--- start ENTRIES SUPPLIED ---

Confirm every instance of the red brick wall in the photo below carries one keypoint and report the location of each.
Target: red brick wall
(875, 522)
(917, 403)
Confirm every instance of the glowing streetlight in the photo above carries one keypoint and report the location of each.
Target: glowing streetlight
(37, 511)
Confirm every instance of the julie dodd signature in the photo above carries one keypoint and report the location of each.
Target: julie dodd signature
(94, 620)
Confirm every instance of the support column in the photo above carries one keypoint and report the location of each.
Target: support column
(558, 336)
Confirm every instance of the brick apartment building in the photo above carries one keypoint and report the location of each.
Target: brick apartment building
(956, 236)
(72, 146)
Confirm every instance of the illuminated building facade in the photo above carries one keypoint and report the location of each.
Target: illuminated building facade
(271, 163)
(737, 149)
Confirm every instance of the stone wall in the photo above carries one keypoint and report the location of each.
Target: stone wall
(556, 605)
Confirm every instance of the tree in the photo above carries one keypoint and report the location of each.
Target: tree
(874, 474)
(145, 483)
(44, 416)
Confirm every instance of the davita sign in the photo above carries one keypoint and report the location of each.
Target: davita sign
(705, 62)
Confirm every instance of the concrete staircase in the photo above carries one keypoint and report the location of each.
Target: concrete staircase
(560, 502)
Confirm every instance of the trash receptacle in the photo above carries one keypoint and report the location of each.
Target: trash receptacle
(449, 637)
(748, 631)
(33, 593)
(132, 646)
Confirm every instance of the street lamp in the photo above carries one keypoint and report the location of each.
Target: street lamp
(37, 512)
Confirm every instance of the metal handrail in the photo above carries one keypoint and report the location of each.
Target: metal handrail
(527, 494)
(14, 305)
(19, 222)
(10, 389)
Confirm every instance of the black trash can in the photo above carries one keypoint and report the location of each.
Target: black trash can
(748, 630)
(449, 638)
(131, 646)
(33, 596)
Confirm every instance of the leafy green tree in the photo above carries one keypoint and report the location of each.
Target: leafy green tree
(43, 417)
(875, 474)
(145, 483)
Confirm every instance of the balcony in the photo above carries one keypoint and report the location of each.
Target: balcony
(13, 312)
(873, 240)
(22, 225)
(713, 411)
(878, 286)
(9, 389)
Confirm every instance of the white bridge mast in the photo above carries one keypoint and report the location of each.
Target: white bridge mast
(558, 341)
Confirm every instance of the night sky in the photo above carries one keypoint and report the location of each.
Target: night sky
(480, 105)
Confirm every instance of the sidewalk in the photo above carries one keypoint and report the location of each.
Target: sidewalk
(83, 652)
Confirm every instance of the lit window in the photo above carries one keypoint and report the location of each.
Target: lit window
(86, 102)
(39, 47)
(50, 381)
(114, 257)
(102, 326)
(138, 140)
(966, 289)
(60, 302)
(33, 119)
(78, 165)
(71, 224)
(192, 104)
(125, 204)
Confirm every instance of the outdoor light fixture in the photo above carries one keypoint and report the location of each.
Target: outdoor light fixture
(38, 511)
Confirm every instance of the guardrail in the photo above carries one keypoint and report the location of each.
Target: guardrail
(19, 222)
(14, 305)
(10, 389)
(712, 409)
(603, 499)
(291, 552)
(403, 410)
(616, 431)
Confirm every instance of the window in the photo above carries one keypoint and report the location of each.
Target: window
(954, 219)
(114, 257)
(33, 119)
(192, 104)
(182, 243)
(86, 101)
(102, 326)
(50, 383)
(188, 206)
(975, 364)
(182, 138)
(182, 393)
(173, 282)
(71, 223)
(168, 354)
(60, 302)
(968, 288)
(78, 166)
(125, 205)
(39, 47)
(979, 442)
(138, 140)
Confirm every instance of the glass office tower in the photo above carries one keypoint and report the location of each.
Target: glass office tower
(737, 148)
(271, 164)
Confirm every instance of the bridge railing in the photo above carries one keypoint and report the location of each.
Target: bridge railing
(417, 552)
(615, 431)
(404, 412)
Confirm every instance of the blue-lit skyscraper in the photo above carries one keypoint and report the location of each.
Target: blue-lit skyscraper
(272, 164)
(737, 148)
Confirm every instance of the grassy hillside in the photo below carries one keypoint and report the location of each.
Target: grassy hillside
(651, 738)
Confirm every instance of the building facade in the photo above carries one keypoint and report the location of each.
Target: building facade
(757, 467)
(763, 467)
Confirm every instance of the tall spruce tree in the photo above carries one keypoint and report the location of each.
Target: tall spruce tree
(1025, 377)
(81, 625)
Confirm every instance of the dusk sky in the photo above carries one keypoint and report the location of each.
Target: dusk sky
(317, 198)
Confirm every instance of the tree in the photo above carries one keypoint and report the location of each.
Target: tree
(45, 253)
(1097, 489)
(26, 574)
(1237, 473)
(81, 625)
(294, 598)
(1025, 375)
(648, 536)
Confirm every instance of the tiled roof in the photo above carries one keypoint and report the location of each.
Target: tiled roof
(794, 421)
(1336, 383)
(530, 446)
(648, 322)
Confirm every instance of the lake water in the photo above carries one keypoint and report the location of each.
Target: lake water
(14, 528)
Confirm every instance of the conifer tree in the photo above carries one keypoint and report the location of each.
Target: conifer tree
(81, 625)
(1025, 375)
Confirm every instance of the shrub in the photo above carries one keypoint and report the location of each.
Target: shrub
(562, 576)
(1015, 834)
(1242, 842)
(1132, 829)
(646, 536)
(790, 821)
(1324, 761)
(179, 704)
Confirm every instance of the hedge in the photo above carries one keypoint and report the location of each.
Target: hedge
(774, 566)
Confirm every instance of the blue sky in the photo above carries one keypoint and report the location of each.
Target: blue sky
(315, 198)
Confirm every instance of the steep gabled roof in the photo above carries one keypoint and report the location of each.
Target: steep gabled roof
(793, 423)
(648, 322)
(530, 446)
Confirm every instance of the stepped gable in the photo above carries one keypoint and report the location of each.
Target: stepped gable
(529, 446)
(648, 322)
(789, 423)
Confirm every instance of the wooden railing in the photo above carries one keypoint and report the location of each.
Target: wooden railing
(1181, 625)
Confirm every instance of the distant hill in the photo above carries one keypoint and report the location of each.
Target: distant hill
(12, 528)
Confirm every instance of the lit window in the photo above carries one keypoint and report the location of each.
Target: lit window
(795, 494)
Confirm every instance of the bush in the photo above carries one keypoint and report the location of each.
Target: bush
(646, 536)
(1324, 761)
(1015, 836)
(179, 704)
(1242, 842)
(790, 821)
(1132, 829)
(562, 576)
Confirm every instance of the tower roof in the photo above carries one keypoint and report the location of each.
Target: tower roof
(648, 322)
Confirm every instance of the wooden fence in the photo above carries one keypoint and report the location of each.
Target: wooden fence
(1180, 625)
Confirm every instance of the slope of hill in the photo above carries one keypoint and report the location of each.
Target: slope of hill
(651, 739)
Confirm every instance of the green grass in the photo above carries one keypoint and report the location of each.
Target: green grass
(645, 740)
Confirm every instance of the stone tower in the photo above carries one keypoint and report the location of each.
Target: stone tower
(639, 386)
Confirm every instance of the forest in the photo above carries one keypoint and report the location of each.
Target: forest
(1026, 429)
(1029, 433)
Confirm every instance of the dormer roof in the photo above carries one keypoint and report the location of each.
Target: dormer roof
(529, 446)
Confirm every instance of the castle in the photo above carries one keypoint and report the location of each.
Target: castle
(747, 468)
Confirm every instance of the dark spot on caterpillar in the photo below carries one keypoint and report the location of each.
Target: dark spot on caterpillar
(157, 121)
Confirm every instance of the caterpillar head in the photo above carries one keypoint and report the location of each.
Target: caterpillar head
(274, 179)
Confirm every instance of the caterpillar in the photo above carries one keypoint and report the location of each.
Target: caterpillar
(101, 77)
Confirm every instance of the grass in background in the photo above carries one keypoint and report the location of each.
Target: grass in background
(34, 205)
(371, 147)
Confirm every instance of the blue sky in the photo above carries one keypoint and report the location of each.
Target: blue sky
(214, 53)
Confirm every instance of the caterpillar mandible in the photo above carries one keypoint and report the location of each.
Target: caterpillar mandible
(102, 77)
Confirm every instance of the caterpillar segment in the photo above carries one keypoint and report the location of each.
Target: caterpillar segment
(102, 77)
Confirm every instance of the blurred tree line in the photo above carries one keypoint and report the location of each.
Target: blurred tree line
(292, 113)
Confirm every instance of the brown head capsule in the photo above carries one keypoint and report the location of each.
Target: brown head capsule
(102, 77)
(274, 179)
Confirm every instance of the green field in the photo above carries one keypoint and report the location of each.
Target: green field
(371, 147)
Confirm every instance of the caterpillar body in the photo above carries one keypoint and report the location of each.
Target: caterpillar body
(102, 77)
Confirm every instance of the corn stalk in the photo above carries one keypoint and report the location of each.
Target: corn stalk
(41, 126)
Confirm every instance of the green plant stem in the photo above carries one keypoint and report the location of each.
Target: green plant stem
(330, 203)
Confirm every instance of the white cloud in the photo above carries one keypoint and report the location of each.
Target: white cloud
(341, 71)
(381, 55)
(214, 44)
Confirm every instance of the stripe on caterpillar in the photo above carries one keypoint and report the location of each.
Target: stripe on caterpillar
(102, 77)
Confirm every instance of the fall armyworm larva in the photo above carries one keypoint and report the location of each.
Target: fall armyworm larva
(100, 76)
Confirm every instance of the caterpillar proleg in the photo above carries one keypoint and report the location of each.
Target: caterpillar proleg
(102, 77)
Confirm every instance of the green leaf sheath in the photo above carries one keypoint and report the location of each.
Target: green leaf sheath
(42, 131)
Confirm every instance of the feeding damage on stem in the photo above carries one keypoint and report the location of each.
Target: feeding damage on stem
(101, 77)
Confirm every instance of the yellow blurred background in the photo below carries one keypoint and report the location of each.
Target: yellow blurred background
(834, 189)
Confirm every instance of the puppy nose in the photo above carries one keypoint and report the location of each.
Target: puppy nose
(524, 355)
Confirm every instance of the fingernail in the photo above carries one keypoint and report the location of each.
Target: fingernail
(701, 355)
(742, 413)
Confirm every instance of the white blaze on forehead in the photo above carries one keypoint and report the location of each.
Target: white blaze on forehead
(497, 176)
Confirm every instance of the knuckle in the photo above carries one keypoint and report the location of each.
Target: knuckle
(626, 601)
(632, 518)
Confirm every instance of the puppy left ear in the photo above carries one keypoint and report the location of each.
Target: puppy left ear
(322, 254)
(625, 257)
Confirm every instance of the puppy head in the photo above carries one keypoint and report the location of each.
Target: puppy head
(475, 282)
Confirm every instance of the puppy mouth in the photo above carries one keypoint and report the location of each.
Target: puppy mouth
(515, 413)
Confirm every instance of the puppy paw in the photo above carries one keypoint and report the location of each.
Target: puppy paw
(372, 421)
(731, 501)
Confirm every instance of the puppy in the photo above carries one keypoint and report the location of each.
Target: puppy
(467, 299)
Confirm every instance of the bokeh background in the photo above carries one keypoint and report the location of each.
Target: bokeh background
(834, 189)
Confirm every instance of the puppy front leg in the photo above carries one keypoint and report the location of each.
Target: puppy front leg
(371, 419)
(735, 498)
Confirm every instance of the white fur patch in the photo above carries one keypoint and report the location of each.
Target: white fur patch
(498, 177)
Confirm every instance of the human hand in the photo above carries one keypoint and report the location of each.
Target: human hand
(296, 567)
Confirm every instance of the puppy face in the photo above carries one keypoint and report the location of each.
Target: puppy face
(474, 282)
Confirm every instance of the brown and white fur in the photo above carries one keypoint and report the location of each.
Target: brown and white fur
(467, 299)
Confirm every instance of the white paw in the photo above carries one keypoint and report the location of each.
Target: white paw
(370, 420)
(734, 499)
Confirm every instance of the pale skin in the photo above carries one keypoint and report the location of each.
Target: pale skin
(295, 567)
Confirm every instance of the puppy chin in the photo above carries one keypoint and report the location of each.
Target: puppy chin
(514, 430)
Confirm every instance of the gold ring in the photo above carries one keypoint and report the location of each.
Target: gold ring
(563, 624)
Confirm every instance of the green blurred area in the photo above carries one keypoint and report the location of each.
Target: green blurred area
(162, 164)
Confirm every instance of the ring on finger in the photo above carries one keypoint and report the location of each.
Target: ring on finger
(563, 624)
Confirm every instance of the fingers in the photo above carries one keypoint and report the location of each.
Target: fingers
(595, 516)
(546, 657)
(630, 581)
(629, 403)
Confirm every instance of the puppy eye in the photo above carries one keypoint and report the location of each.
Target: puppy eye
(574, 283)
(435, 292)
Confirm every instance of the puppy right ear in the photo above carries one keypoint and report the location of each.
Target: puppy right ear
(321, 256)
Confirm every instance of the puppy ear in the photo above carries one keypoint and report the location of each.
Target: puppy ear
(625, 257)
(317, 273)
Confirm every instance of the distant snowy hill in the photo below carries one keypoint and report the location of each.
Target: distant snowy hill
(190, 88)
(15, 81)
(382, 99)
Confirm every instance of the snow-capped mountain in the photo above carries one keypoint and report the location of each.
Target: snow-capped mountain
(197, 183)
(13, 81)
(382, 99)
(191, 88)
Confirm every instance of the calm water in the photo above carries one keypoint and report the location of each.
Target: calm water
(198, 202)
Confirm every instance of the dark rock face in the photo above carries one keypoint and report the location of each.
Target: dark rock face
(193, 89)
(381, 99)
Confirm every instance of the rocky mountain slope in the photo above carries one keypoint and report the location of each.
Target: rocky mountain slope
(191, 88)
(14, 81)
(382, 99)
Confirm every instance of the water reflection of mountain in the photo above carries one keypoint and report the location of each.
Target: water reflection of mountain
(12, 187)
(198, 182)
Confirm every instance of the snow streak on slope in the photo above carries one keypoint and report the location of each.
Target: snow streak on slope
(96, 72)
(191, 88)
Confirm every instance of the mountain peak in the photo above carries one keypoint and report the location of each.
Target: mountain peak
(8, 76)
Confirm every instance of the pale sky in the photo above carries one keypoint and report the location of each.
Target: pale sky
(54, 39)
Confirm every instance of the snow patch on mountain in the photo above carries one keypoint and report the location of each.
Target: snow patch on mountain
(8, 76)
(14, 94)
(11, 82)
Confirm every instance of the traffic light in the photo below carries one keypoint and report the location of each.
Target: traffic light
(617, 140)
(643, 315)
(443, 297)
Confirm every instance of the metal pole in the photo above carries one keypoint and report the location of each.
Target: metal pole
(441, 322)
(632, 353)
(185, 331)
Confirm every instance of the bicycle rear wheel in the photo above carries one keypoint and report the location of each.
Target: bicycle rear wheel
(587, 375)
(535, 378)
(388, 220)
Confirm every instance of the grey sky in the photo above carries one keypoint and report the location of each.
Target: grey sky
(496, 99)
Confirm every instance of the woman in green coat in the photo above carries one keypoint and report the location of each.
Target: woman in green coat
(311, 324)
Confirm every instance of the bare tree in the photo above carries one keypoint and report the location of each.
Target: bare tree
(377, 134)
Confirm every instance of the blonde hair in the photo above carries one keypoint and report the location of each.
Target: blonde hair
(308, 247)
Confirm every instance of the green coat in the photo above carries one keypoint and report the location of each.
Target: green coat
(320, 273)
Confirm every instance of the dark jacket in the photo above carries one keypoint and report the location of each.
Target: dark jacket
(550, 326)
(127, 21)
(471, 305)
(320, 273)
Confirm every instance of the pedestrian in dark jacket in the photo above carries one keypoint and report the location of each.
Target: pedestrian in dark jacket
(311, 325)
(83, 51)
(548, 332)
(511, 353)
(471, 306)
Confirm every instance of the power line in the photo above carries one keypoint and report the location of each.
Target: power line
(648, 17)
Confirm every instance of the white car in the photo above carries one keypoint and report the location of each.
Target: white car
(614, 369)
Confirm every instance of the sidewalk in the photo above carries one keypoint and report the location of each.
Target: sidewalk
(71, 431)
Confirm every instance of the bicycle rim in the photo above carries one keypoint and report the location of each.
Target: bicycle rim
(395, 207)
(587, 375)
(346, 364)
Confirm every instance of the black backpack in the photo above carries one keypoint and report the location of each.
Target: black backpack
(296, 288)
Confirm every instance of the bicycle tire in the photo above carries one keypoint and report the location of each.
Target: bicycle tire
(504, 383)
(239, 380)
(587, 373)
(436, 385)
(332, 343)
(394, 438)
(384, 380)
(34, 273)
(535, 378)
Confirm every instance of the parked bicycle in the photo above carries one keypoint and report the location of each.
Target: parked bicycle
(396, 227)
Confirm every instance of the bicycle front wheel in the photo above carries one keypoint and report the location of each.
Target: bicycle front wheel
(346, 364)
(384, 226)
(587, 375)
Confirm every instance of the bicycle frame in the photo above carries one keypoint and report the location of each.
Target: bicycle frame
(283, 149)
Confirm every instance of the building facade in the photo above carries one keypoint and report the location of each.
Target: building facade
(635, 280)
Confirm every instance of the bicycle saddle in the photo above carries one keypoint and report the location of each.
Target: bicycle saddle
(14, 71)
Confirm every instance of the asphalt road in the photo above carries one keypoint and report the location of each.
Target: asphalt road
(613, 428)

--- end ENTRIES SUPPLIED ---

Rewrite the lines of the records starting at the line that contains "Confirm every instance of the stepped" and ending at the line that contains "(1181, 625)", with "wooden railing" replaced by "timber railing" and nothing else changed. Give only those lines.

Confirm every instance of the stepped gable in the photo above carries one keypoint and report the location of each.
Target: stepped gable
(529, 446)
(648, 322)
(789, 423)
Confirm every instance of the timber railing in the photo above carries one keypoint and report the location of each.
Target: timber railing
(1181, 625)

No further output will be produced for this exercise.